Task directions | Restate, word for word, each record that follows.

[Entries taken from a collection]
-------------------------
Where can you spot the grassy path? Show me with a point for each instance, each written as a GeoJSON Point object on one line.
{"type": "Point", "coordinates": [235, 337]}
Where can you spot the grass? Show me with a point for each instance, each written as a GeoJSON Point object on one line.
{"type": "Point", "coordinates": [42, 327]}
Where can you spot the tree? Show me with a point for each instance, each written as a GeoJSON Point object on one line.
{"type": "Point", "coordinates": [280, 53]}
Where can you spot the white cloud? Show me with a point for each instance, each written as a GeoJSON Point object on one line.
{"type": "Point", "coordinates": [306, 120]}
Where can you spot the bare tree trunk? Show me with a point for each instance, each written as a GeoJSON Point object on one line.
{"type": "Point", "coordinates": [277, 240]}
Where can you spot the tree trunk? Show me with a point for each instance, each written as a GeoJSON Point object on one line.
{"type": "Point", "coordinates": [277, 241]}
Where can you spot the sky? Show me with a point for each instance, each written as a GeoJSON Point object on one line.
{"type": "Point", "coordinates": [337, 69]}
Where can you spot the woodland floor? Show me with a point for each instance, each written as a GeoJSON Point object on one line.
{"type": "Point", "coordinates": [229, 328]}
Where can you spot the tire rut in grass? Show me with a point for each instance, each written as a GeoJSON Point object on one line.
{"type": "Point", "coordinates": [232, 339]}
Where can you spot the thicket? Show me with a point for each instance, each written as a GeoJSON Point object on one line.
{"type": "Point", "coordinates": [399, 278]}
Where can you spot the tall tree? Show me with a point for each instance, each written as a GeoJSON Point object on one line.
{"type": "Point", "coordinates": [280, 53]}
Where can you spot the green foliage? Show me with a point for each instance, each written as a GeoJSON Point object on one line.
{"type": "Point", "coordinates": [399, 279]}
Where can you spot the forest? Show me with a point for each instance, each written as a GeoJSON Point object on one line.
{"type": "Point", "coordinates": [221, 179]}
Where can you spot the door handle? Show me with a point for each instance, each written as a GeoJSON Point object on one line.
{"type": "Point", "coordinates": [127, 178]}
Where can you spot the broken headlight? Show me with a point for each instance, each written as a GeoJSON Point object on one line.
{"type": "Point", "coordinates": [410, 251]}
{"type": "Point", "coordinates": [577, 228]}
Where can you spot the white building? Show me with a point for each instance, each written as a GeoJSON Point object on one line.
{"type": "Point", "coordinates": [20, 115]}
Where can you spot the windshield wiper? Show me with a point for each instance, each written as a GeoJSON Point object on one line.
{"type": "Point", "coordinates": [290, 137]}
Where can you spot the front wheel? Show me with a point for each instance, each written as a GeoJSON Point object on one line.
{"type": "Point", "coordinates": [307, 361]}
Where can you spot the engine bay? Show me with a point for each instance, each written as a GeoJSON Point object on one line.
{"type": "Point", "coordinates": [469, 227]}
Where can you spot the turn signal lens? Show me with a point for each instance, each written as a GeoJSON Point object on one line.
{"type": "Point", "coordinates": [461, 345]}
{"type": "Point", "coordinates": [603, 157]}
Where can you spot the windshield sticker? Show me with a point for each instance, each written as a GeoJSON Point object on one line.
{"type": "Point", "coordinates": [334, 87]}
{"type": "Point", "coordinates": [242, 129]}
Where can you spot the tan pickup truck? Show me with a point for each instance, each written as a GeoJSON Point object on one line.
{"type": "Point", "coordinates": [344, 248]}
-------------------------
The answer |
Where can you spot the grassy path? Show me with a point for each instance, each written as a GeoJSON Point object on one line.
{"type": "Point", "coordinates": [235, 337]}
Where can you spot the grass? Show me with a point for each instance, each written as a GeoJSON Point object on one line.
{"type": "Point", "coordinates": [42, 327]}
Where can you spot the tree? Show me with a point for each instance, each written as a GeoJSON Point object on one line.
{"type": "Point", "coordinates": [280, 53]}
Where can you spot the white cloud? Show me with a point for each instance, each written as a GeoJSON Point object on one line.
{"type": "Point", "coordinates": [306, 120]}
Where can you spot the bare tree trunk? Show me with a point for each instance, each written as a GeoJSON Point object on one line.
{"type": "Point", "coordinates": [277, 240]}
Where can you spot the tree trunk? Show me with a point for each instance, each written as a GeoJSON Point object on one line.
{"type": "Point", "coordinates": [277, 241]}
Where can you spot the sky? Show me with a point for each instance, each written as a GeoJSON Point object on one line.
{"type": "Point", "coordinates": [337, 69]}
Where can you spot the woodland floor? Show me with a point for each instance, each written as a GeoJSON Point object on one line.
{"type": "Point", "coordinates": [229, 328]}
Where can you spot the tire rut in grass? Show me with a point for each instance, each written as a GeoJSON Point object on one line.
{"type": "Point", "coordinates": [232, 339]}
Where can you spot the thicket? Show me with a point for each instance, each written as a GeoJSON Point object on one line.
{"type": "Point", "coordinates": [399, 278]}
Where can you spot the tall tree? Show me with a point for each instance, each written as a GeoJSON Point object on one line.
{"type": "Point", "coordinates": [280, 53]}
Where can you spot the green foliage? Show me with a point for each instance, each written as a GeoJSON Point object on one line.
{"type": "Point", "coordinates": [399, 279]}
Where can you spot the forest? Show me with a point for each instance, each written as a GeoJSON Point object on one line.
{"type": "Point", "coordinates": [221, 179]}
Where can you spot the door handle? Show me with a point for each instance, each written as a GeoJSON Point object on one line.
{"type": "Point", "coordinates": [127, 178]}
Where can you spot the broken headlight? Show me with a point for each instance, each written as a GeoJSON Point object on one line.
{"type": "Point", "coordinates": [410, 251]}
{"type": "Point", "coordinates": [577, 228]}
Where can you spot the white building? Show me with a point for each instance, each written as a GeoJSON Point object on one line.
{"type": "Point", "coordinates": [20, 115]}
Where can you spot the windshield wiper? Show me with a point for each instance, each written as a GeoJSON Point object on one line.
{"type": "Point", "coordinates": [290, 137]}
Where can you spot the front wheel? Show me with a point for each instance, each written as a GeoJSON Point object on one line.
{"type": "Point", "coordinates": [307, 361]}
Where can you spot the engine bay? Show me with a point for each instance, each written as a GeoJSON Point object on one line.
{"type": "Point", "coordinates": [469, 227]}
Where can you spot the turn signal lens? Show me with a point for each instance, each written as a GeoJSON Point object on one line.
{"type": "Point", "coordinates": [461, 345]}
{"type": "Point", "coordinates": [603, 157]}
Where can you spot the windshield sticker? Show me with a point for each instance, each written as a GeoJSON Point object on one line.
{"type": "Point", "coordinates": [334, 87]}
{"type": "Point", "coordinates": [242, 129]}
Where can you spot the tan pickup truck? Show me with a point for each instance, each written as a GeoJSON Point object on one line.
{"type": "Point", "coordinates": [344, 248]}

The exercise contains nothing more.